*** Opening of Source data ***

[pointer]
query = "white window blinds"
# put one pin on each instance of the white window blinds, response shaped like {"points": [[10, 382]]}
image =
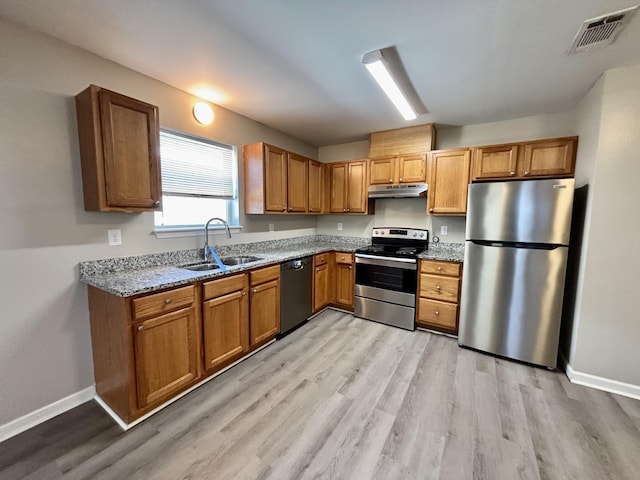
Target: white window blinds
{"points": [[196, 167]]}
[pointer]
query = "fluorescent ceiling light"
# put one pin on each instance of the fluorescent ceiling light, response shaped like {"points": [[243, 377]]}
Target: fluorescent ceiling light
{"points": [[379, 69]]}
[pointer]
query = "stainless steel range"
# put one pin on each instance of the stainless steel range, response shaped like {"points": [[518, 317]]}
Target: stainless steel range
{"points": [[387, 276]]}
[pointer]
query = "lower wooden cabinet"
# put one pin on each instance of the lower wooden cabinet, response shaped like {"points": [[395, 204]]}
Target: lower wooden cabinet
{"points": [[344, 274], [264, 308], [439, 295], [166, 355], [225, 321], [321, 281]]}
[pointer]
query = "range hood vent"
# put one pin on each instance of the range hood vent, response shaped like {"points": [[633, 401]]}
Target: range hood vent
{"points": [[601, 31], [398, 191]]}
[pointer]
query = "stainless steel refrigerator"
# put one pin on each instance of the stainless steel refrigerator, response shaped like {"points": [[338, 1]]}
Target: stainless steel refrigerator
{"points": [[517, 238]]}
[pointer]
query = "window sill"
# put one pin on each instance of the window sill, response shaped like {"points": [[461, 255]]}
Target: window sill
{"points": [[175, 232]]}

*** Close of Source data ***

Scan the records above and show every line in which the word "response" occurs.

• Exercise answer
# put one pin on each instance of the white window blinds, response shaped like {"points": [[10, 382]]}
# put one pin on each instance of the fluorescent ceiling light, response shaped like {"points": [[243, 377]]}
# put one pin on each instance of the stainless steel range, response shaped like {"points": [[518, 317]]}
# put one pin on each instance of the lower wooden cabinet, response shaped like {"points": [[395, 204]]}
# put one pin on each instance of the range hood vent, response shaped like {"points": [[633, 401]]}
# put one pin on each instance of the stainless steel refrigerator, response shaped like {"points": [[338, 1]]}
# put one pin on each instance of the window sill, response shaped like {"points": [[461, 255]]}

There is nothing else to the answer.